_WRITTEN TASK 1_.
Please rewrite the forum thread starting at "## Jayjayy (Oct 25, 2014)" and ending at "better here already!", swapping "shy" for "nervous".

_PASSAGE PROVIDED_.
>> begin

# Hiiii everyone!!



## Jayjayy (Oct 21, 2014)

Hello! Long time lurker, first time member! My name is Janeile and its so nice to finally have a login lol.

  It is weird to feel shy even on an online forum?? Well, I am very happy to be among people who share the same slightly-obsessive interest in all things beauty! I work at a desk all day, but makeup is my true passion. I look forward to interacting with everyone!


----------



## Dolly Snow (Oct 21, 2014)

Hiya welcome! It isn't weird to feel shy   Believe it or not, but I was once shy too :wink:


----------



## v0ltagekid (Oct 21, 2014)

Dolly Snow said:


> Believe it or not, but I was once shy too


  I don't believe u Dolly  hahaha


----------



## Jayjayy (Oct 25, 2014)

Dolly Snow said:


> Hiya welcome! It isn't weird to feel shy   Believe it or not, but I was once shy too :wink:


  Yay! I feel better here already!


----------



## AurelieD (Oct 26, 2014)

Hello me is aurelie, i am belgian


----------



## Ginger Bigoudi (Oct 26, 2014)

Welcome !


----------



## Jayjayy (Oct 27, 2014)

AurelieD said:


> Hello me is aurelie, i am belgian


  Hello! My name is Janeile, welcome


----------



## Jayjayy (Oct 27, 2014)

Ginger Bigoudi said:


> Welcome !


  Thanks, you too!!


----------



## Naynadine (Oct 28, 2014)

>> end

_RECORDED DATA_.
>> begin

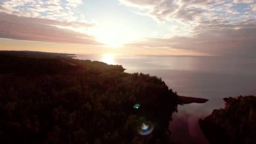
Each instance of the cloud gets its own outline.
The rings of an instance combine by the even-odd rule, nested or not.
[[[234,0],[234,3],[252,3],[255,2],[255,0]]]
[[[128,6],[144,9],[136,12],[157,22],[175,22],[178,27],[168,37],[148,37],[128,44],[128,47],[157,48],[192,51],[214,55],[256,54],[255,4],[239,11],[236,3],[254,0],[120,0]],[[247,4],[248,5],[248,4]]]
[[[200,25],[191,29],[194,32],[190,36],[147,37],[126,46],[149,49],[164,47],[213,55],[255,56],[256,54],[255,20],[230,24],[224,21],[202,21]]]
[[[256,12],[256,3],[254,3],[251,5],[251,8],[252,11]]]
[[[0,12],[0,37],[21,40],[87,45],[103,45],[85,33],[55,26],[93,27],[93,24],[18,16]]]

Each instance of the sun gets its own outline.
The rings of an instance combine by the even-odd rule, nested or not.
[[[109,53],[103,54],[101,61],[108,64],[115,64],[115,55]]]
[[[120,24],[104,24],[89,30],[99,42],[107,45],[118,47],[139,38],[139,34],[130,27]]]

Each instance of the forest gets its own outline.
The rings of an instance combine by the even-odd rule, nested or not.
[[[69,55],[0,52],[1,144],[168,142],[178,96],[160,78]]]
[[[199,120],[210,144],[256,144],[256,97],[224,99],[224,109]]]

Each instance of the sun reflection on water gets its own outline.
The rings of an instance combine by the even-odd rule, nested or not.
[[[102,55],[101,61],[108,64],[115,64],[115,55],[113,54],[104,54]]]

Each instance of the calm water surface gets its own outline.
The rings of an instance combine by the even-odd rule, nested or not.
[[[179,95],[209,100],[205,104],[178,106],[171,123],[172,140],[179,144],[208,143],[198,124],[200,118],[223,107],[224,98],[256,95],[256,59],[215,56],[76,55],[123,65],[127,72],[162,77]]]

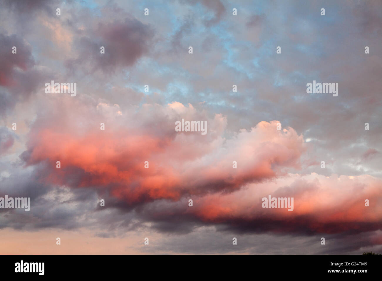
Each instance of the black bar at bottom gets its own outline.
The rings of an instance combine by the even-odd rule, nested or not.
[[[38,278],[110,278],[127,274],[126,278],[134,279],[138,277],[134,277],[135,274],[145,278],[222,276],[225,279],[248,275],[254,277],[259,273],[269,274],[270,277],[332,275],[362,278],[380,276],[382,265],[381,255],[2,255],[0,260],[2,276]]]

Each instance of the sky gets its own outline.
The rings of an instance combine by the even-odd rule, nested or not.
[[[0,7],[0,253],[382,253],[380,1]]]

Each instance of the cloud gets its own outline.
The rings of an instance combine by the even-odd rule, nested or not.
[[[304,149],[302,136],[291,128],[276,130],[277,121],[260,122],[225,139],[225,117],[210,119],[191,105],[146,104],[134,113],[117,105],[83,106],[41,114],[21,158],[28,166],[45,163],[47,182],[96,187],[129,204],[231,192],[298,167]],[[182,118],[206,120],[207,134],[176,132],[175,121]],[[233,161],[240,169],[233,169]]]

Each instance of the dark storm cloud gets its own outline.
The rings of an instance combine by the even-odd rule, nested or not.
[[[87,65],[93,72],[101,70],[113,73],[133,66],[150,51],[154,32],[152,28],[138,20],[126,18],[124,21],[100,22],[96,28],[81,37],[75,43],[79,55],[66,62],[70,68]],[[105,54],[100,48],[105,47]]]

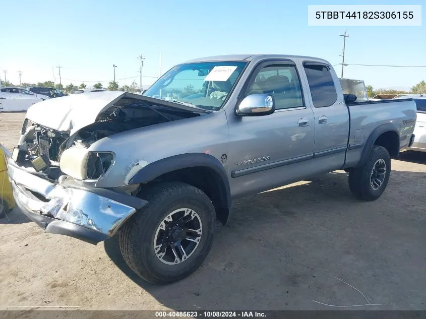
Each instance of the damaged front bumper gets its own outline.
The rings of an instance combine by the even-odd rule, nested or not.
[[[114,235],[144,200],[109,189],[82,185],[70,177],[53,183],[20,166],[3,146],[17,206],[48,233],[96,244]],[[65,177],[65,176],[64,176]]]

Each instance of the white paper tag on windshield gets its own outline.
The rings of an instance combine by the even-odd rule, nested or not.
[[[204,78],[204,81],[225,81],[235,70],[236,67],[216,66]]]

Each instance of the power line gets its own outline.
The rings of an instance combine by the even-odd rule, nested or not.
[[[139,71],[139,72],[141,74],[141,93],[142,93],[142,67],[144,66],[144,60],[145,59],[145,58],[141,54],[139,56],[138,56],[138,58],[141,59],[141,69]]]
[[[121,79],[117,79],[117,81],[119,81],[120,80],[129,80],[129,79],[135,79],[136,78],[139,78],[140,76],[137,75],[135,76],[134,77],[129,77],[128,78],[121,78]],[[142,78],[149,78],[150,79],[158,79],[157,77],[150,77],[146,75],[143,75]],[[97,82],[110,82],[111,80],[102,80],[99,81],[84,81],[83,80],[73,80],[73,79],[68,79],[67,78],[64,78],[64,80],[66,80],[67,81],[72,81],[75,82],[93,82],[93,83],[97,83]]]
[[[21,85],[21,76],[22,74],[22,72],[21,70],[18,71],[18,74],[19,75],[19,85]]]
[[[346,63],[345,65],[345,66],[363,66],[363,67],[392,67],[392,68],[426,68],[426,66],[391,66],[391,65],[378,65],[378,64],[349,64],[349,63]]]
[[[115,65],[114,65],[114,64],[112,65],[112,68],[114,68],[114,82],[115,82],[115,68],[116,68],[116,67],[117,67],[117,66],[116,66]]]
[[[59,69],[59,84],[60,85],[60,87],[62,88],[62,82],[60,80],[60,68],[64,68],[64,67],[61,67],[60,65],[58,65],[56,68]]]
[[[339,34],[339,35],[341,37],[343,37],[343,52],[342,54],[342,76],[341,78],[343,79],[343,67],[345,66],[345,44],[346,42],[346,38],[349,37],[349,34],[346,35],[346,30],[345,30],[344,34]]]

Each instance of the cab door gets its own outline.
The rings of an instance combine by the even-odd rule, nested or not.
[[[339,80],[330,66],[305,61],[302,66],[314,111],[314,164],[319,170],[332,171],[341,167],[345,162],[349,110]]]
[[[233,197],[281,186],[309,173],[313,157],[315,125],[294,62],[260,63],[238,98],[272,96],[274,113],[238,116],[228,112],[229,183]],[[238,103],[238,102],[237,102]],[[233,111],[233,110],[232,110]]]

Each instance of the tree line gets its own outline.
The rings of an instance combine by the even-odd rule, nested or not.
[[[58,90],[60,90],[66,93],[74,93],[79,89],[86,89],[86,85],[84,83],[81,83],[80,85],[75,85],[73,83],[70,83],[68,85],[64,86],[63,85],[57,84],[54,85],[53,81],[46,81],[44,82],[37,82],[37,83],[22,83],[20,86],[14,85],[12,83],[9,81],[3,81],[2,82],[2,85],[5,86],[21,86],[23,88],[28,87],[30,86],[44,86],[48,87],[49,88],[56,88]],[[129,85],[123,86],[120,87],[118,84],[114,81],[111,81],[108,84],[108,86],[104,88],[102,86],[102,83],[98,82],[93,85],[94,89],[106,89],[109,91],[126,91],[127,92],[140,92],[141,88],[136,81],[134,80],[132,84]]]
[[[366,89],[369,97],[373,97],[378,94],[426,94],[426,82],[424,80],[420,81],[411,87],[408,92],[403,90],[375,90],[372,85],[367,85]]]

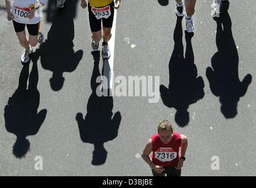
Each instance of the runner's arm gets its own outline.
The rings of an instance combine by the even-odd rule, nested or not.
[[[145,146],[144,150],[143,150],[143,153],[141,155],[141,157],[145,160],[145,162],[148,163],[150,166],[153,164],[153,162],[150,159],[149,156],[150,153],[151,153],[152,149],[152,140],[151,139],[148,140],[148,142],[147,142],[146,146]]]
[[[5,6],[6,6],[6,11],[8,15],[11,14],[11,0],[5,0]]]
[[[188,148],[188,138],[186,136],[181,135],[181,157],[185,157],[186,154],[187,149]]]

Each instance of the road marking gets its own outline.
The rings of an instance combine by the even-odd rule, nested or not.
[[[114,15],[113,25],[111,29],[112,37],[108,42],[109,50],[111,56],[109,59],[104,60],[104,74],[107,77],[108,82],[103,80],[103,89],[108,89],[112,88],[113,84],[113,71],[114,71],[114,56],[115,52],[115,26],[117,24],[117,10],[115,9]],[[110,77],[110,78],[109,78]]]

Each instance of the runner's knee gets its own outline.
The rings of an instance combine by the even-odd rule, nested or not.
[[[102,36],[99,35],[92,35],[92,38],[95,41],[99,42],[101,40]]]

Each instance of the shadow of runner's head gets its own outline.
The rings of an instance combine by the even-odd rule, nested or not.
[[[169,0],[158,0],[158,3],[162,6],[167,6],[169,4]]]
[[[24,136],[17,136],[17,139],[14,145],[12,154],[17,158],[25,157],[29,149],[29,141]]]
[[[181,127],[188,125],[189,122],[189,113],[187,109],[178,109],[175,113],[175,120],[176,123]]]

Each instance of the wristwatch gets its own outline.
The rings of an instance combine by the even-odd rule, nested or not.
[[[186,157],[181,157],[181,159],[182,159],[184,161],[185,161],[185,160],[186,160]]]

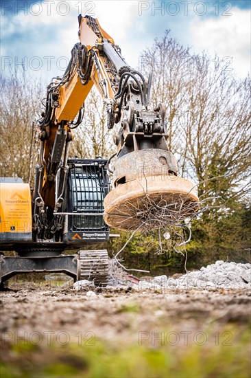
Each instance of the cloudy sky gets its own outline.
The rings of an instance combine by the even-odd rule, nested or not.
[[[78,41],[82,13],[99,19],[134,67],[141,52],[170,29],[193,52],[217,53],[243,78],[250,72],[250,8],[251,0],[1,1],[1,73],[23,65],[48,81],[62,75]]]

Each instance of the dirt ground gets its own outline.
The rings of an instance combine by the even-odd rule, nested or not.
[[[251,293],[248,290],[169,289],[136,291],[130,288],[86,288],[75,291],[67,284],[63,287],[47,285],[38,287],[28,282],[19,284],[14,290],[0,294],[2,377],[182,377],[180,375],[185,374],[182,373],[183,367],[187,372],[184,377],[193,376],[192,373],[189,375],[189,369],[195,372],[194,377],[250,376],[248,335]],[[91,354],[101,344],[109,346],[110,354],[107,355],[106,347],[104,364],[101,362],[102,359],[99,360],[101,365],[97,370],[99,366],[97,362],[93,362],[93,366],[92,363],[88,364],[94,358]],[[75,356],[68,361],[66,351],[71,348],[72,351],[74,346],[78,347],[78,351],[84,348],[86,364],[83,365],[82,362],[77,359],[78,362],[73,363]],[[138,356],[137,360],[141,358],[143,370],[138,372],[138,368],[126,370],[128,368],[123,365],[113,368],[111,373],[107,366],[109,356],[113,362],[114,355],[121,356],[122,350],[128,351],[132,346],[136,348],[135,355],[139,353],[141,356]],[[60,348],[60,354],[58,351],[55,352],[56,348]],[[151,365],[152,355],[147,355],[149,358],[144,355],[143,359],[143,348],[147,348],[147,353],[149,351],[151,353],[165,351],[165,356],[168,351],[176,357],[168,363],[163,362],[163,370],[158,371],[159,365],[158,368]],[[188,357],[188,367],[185,365],[180,371],[181,356],[182,364],[186,358],[184,356],[190,355],[194,351],[191,357],[193,359],[197,350],[202,355],[208,353],[215,356],[216,353],[205,375],[197,368],[193,370]],[[222,353],[226,360],[226,366],[230,364],[231,373],[228,370],[225,372],[225,367],[219,367],[217,355]],[[53,357],[52,355],[55,355]],[[122,357],[117,358],[119,364]],[[222,361],[222,357],[219,358]],[[130,359],[127,357],[128,366]],[[51,370],[51,365],[54,368],[59,366],[58,361],[71,368],[60,373]],[[47,370],[42,368],[45,364],[49,365]],[[132,364],[134,366],[132,360]],[[200,365],[200,362],[198,364]],[[213,373],[212,364],[215,364]],[[235,371],[235,364],[242,368]],[[176,375],[174,372],[176,371],[180,371],[180,375]],[[173,375],[165,375],[163,372]],[[234,375],[231,375],[232,372]]]

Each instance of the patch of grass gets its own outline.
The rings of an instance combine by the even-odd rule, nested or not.
[[[140,311],[139,303],[126,303],[123,304],[117,311],[119,313],[139,313]]]

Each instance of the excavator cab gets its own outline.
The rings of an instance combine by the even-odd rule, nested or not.
[[[104,220],[104,200],[109,192],[106,163],[102,159],[68,160],[64,243],[108,240],[109,227]]]

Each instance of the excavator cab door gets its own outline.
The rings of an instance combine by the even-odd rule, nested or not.
[[[106,163],[101,159],[69,159],[64,243],[86,244],[109,239],[109,227],[104,220],[104,199],[109,192]]]

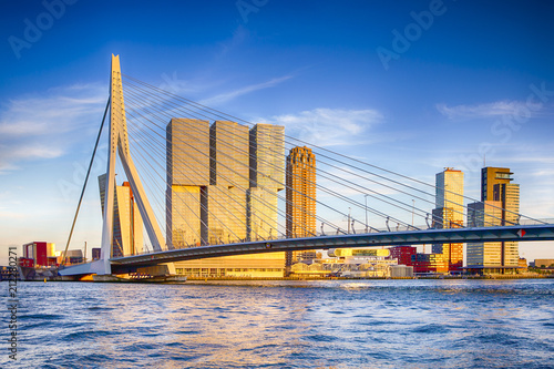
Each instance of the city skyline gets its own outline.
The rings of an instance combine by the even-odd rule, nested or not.
[[[187,4],[173,14],[162,7],[148,12],[157,25],[150,34],[132,17],[114,22],[117,11],[75,2],[32,42],[24,20],[37,24],[49,10],[7,7],[0,25],[2,249],[31,240],[64,246],[107,99],[112,52],[122,54],[126,74],[253,122],[283,124],[288,135],[427,183],[444,166],[462,170],[472,197],[480,194],[483,163],[510,167],[521,185],[521,212],[554,216],[552,4],[445,1],[409,45],[396,34],[406,39],[404,30],[418,24],[412,12],[429,11],[429,1],[309,3],[294,12],[268,2],[248,14],[235,2]],[[183,12],[214,27],[192,32],[198,21],[172,21]],[[336,27],[325,31],[329,18]],[[90,30],[95,38],[83,37]],[[11,37],[30,47],[16,53]],[[398,58],[383,63],[383,50]],[[100,157],[93,174],[104,172]],[[72,248],[100,244],[91,188]],[[548,245],[521,250],[530,259],[550,257]]]

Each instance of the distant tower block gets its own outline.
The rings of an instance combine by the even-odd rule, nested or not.
[[[433,227],[463,227],[463,172],[447,167],[437,174],[437,197],[433,209]],[[442,254],[449,270],[459,270],[463,266],[463,244],[435,244],[433,254]]]
[[[316,156],[311,148],[294,147],[287,156],[287,237],[316,236]],[[287,266],[314,259],[315,250],[288,252]]]
[[[129,185],[132,188],[134,199],[144,227],[154,250],[162,250],[165,240],[157,225],[154,212],[150,206],[141,178],[131,156],[127,139],[127,123],[125,117],[125,103],[123,99],[123,85],[121,76],[120,57],[112,55],[112,70],[110,76],[110,145],[107,152],[107,170],[104,188],[104,213],[102,224],[101,259],[103,267],[99,268],[99,275],[111,274],[110,255],[112,254],[114,203],[115,203],[115,162],[117,156],[125,171]]]

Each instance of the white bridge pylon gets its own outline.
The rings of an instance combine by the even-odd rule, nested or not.
[[[146,198],[141,178],[131,157],[127,139],[127,123],[125,119],[125,103],[123,100],[123,85],[121,81],[120,55],[112,54],[112,71],[110,76],[110,146],[107,154],[107,175],[105,183],[105,206],[102,225],[101,260],[103,270],[98,274],[111,274],[111,250],[113,239],[113,206],[115,192],[115,161],[117,153],[125,171],[125,175],[136,199],[138,212],[144,222],[144,227],[155,252],[162,250],[165,240],[157,225],[154,212]]]

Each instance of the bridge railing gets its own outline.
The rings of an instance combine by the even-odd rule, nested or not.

>> end

_WRITTEN TASK 2_.
Gather every line of the records that contains the string "water". Case counts.

_TASK RESULT 1_.
## Jayjayy (Oct 25, 2014)

Dolly Snow said:


> Hiya welcome! It isn't weird to feel nervous   Believe it or not, but I was once nervous too :wink:


  Yay! I feel better here already!

_TASK RESULT 2_.
Each instance of the sun reflection on water gets its own outline.
Each instance of the calm water surface gets its own outline.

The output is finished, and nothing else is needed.